Directions for this task:
Find the string "bare" in the entries and copy each line that has it.

-- Opening Marker --

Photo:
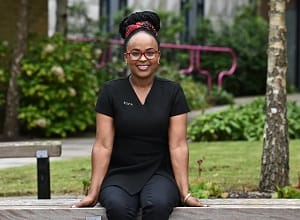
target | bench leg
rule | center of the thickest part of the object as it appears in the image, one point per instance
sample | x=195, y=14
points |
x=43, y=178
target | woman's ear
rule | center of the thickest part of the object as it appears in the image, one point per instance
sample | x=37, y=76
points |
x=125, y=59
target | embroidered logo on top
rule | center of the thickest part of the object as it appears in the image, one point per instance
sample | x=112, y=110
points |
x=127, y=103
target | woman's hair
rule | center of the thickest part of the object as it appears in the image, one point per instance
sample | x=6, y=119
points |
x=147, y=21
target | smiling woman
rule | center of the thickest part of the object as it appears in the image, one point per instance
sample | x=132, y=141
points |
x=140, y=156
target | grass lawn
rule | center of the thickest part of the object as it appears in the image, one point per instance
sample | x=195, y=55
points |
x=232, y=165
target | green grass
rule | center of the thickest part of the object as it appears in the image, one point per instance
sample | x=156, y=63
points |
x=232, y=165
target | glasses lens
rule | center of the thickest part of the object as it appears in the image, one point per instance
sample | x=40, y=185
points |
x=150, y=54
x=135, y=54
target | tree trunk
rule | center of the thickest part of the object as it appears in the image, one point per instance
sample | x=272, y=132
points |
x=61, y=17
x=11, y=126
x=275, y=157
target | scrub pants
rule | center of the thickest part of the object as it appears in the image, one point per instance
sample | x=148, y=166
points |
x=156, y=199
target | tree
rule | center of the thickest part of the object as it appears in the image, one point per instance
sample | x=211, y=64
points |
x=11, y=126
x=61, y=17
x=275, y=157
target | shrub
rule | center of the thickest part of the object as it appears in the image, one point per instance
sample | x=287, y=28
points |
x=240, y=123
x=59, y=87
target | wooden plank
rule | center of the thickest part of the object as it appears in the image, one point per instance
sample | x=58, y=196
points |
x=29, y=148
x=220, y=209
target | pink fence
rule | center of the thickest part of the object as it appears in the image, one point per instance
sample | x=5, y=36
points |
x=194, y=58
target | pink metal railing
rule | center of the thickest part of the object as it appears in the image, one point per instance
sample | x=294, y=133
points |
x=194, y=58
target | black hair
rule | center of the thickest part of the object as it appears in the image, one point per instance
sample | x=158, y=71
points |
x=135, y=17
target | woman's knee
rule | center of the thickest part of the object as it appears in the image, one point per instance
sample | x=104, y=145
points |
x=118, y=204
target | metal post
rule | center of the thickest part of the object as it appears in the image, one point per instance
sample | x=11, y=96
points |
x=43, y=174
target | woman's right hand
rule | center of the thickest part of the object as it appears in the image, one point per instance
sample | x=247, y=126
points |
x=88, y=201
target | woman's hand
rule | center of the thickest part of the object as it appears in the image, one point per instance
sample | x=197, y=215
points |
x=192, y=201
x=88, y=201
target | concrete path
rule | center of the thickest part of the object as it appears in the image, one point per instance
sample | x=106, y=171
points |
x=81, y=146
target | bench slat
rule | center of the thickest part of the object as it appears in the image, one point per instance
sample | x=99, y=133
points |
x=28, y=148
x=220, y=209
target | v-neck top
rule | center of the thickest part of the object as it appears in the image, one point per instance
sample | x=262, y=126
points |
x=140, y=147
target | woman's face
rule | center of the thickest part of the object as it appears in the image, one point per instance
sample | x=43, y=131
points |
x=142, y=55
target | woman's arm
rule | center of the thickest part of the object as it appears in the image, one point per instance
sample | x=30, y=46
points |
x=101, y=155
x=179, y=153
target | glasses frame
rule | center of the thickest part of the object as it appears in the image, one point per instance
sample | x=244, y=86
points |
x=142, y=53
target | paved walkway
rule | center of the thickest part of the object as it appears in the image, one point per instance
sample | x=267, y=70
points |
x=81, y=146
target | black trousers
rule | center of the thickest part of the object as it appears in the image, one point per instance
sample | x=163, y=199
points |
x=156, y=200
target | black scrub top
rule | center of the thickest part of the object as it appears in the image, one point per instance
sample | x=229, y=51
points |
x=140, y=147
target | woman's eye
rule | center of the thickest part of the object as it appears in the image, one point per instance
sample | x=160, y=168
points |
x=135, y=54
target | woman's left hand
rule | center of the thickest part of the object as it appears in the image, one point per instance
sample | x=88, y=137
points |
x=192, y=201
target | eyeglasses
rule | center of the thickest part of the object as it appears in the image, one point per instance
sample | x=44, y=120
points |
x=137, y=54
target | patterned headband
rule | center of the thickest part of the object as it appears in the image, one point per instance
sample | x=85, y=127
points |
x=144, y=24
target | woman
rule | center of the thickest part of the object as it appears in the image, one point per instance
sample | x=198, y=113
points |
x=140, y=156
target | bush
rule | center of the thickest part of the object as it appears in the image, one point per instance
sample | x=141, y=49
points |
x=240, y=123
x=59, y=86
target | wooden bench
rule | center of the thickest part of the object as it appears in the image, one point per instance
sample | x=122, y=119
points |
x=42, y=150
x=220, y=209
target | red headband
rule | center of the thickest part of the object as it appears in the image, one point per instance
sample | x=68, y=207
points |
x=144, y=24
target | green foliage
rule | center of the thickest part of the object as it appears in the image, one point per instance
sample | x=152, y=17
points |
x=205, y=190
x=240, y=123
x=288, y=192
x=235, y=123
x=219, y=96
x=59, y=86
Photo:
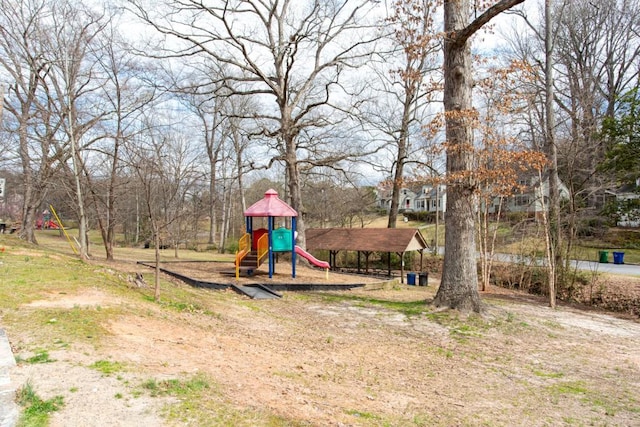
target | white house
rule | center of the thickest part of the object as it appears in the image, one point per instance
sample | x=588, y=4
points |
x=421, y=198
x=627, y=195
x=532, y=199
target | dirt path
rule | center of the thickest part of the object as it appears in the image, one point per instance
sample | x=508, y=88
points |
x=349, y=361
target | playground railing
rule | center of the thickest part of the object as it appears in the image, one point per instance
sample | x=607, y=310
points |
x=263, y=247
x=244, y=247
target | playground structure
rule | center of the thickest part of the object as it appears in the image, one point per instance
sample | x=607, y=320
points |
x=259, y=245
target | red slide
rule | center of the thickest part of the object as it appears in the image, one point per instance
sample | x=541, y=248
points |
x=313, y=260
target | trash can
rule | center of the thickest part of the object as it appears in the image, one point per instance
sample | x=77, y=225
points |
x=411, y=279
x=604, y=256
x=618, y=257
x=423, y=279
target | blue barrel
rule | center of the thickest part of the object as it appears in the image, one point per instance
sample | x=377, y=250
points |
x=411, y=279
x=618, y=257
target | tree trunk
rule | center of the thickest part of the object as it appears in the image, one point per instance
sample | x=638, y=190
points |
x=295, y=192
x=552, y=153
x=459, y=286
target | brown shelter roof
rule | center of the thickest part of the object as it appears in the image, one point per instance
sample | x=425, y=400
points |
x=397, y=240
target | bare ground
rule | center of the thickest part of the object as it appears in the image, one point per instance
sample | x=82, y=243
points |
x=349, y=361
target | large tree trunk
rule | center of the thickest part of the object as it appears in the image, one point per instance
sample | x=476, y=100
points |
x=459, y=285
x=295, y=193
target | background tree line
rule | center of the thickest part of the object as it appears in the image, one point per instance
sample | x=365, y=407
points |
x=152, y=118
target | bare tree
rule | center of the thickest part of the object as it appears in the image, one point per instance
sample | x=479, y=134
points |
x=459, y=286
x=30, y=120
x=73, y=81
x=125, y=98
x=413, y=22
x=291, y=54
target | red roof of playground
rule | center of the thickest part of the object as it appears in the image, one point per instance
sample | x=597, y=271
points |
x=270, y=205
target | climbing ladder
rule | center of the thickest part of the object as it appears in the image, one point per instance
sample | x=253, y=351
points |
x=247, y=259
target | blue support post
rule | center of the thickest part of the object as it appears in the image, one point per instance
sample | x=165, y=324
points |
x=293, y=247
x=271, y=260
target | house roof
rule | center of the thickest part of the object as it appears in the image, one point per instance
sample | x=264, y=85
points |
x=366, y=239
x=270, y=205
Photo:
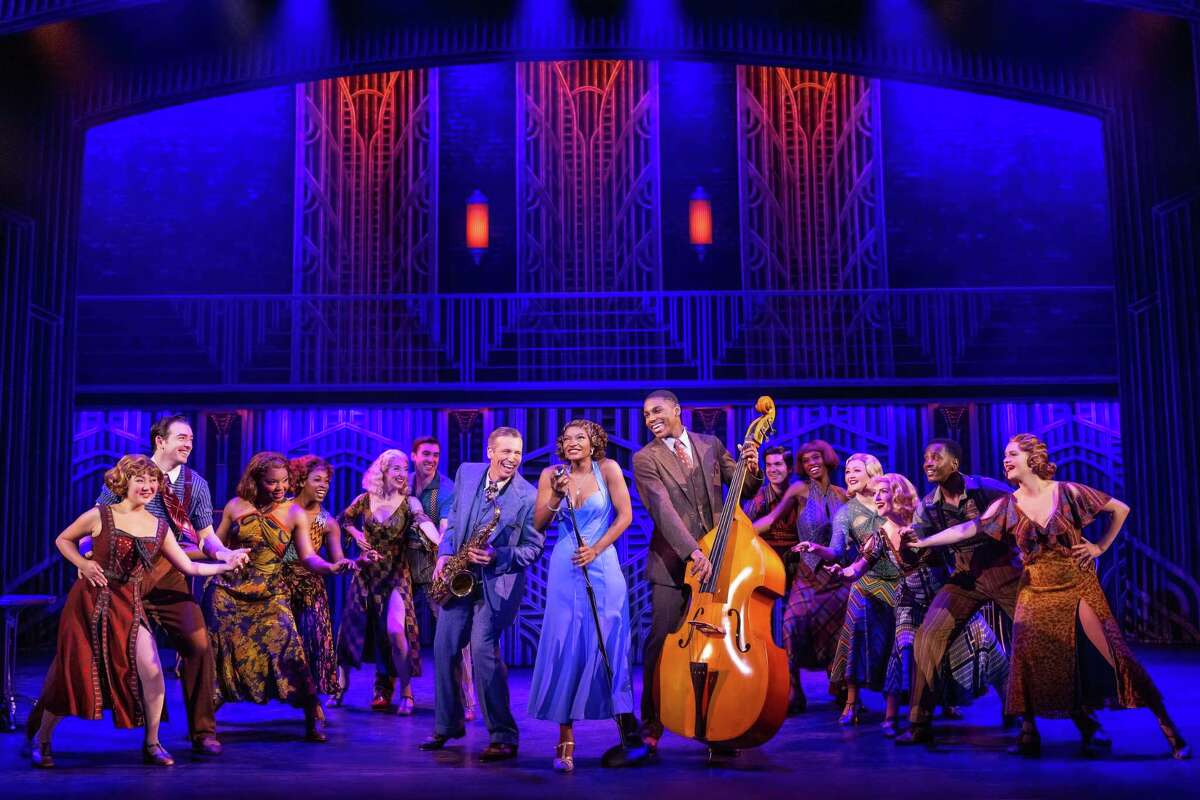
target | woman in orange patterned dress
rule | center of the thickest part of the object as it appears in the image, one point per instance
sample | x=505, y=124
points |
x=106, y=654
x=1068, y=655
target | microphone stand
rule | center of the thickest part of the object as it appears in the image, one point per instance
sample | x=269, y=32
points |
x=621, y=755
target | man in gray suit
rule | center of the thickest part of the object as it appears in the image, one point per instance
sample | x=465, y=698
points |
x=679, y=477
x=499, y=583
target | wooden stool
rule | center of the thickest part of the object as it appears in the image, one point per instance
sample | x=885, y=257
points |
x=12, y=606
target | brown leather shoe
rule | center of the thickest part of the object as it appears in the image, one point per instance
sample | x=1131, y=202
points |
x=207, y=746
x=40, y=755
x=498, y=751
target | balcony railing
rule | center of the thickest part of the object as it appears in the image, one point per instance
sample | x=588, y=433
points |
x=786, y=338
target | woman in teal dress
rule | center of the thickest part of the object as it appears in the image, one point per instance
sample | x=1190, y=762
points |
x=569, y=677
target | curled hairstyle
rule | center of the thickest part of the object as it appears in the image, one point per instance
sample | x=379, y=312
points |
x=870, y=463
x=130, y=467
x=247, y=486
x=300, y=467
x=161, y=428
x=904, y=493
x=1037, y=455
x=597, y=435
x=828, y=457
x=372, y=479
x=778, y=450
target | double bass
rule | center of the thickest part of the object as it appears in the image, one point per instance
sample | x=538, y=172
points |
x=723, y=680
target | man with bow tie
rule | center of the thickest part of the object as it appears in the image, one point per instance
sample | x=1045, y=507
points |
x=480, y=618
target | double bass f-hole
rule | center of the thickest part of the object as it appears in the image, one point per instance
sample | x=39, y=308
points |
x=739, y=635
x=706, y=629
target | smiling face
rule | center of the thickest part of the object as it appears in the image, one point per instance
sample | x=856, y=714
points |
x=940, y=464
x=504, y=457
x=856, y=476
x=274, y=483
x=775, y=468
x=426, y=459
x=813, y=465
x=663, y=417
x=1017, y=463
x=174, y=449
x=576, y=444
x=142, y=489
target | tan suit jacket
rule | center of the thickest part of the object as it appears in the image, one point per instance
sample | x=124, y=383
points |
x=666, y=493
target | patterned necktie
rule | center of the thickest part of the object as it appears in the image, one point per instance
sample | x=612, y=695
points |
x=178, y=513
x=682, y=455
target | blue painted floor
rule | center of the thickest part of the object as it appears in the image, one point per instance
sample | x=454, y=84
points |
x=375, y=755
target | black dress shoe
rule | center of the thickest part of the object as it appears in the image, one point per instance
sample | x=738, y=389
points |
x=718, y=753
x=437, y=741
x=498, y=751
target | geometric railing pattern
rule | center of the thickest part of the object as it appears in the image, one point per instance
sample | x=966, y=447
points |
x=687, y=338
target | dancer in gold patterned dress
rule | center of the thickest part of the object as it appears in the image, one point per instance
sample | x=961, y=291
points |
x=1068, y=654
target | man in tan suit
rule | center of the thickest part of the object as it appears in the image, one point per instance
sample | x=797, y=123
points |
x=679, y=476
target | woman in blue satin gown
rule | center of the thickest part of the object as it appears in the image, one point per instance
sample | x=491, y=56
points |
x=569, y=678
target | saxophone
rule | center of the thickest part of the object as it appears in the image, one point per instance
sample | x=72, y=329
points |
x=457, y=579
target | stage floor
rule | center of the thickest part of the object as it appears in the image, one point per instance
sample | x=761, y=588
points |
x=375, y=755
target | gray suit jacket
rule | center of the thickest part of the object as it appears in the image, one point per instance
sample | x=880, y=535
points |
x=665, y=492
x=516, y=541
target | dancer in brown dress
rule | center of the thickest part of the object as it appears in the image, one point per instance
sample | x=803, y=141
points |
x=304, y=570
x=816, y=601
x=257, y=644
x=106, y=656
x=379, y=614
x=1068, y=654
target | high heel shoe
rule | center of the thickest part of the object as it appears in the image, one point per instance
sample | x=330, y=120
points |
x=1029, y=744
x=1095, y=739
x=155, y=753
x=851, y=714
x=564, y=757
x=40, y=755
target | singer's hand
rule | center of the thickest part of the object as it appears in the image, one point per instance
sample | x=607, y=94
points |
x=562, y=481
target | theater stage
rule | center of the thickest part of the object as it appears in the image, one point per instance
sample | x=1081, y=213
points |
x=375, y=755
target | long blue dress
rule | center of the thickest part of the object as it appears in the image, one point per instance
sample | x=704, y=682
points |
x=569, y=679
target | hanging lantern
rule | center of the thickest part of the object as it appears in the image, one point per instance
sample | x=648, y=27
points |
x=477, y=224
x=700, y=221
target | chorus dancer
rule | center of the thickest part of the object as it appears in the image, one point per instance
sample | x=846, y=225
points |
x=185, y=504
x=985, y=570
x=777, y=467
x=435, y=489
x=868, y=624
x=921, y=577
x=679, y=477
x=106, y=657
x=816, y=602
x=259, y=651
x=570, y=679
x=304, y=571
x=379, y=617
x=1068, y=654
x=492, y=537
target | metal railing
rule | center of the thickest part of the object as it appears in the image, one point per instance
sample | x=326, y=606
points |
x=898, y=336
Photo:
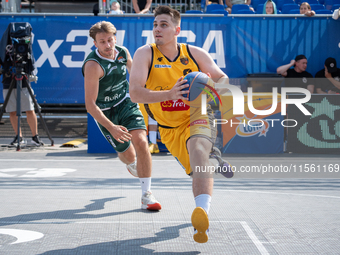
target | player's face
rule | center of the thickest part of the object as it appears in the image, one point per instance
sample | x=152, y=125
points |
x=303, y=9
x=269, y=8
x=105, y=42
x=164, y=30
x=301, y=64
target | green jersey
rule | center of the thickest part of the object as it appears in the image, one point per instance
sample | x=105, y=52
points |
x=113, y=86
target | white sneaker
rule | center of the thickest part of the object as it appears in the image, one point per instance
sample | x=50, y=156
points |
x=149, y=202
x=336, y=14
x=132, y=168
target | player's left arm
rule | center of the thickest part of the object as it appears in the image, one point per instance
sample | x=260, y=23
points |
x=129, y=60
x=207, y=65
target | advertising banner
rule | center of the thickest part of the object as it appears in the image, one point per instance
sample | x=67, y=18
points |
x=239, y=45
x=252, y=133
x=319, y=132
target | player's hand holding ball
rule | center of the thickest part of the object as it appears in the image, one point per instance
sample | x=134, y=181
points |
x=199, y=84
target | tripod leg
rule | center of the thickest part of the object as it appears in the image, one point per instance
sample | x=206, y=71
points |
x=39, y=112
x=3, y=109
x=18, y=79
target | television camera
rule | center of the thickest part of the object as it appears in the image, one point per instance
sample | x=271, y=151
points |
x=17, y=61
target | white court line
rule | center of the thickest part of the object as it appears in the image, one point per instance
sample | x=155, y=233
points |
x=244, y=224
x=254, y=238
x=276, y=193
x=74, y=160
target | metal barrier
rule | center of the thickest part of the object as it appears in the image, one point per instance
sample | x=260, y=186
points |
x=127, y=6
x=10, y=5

-- Closing Marker --

Task answer:
target | bare ground
target | bare tree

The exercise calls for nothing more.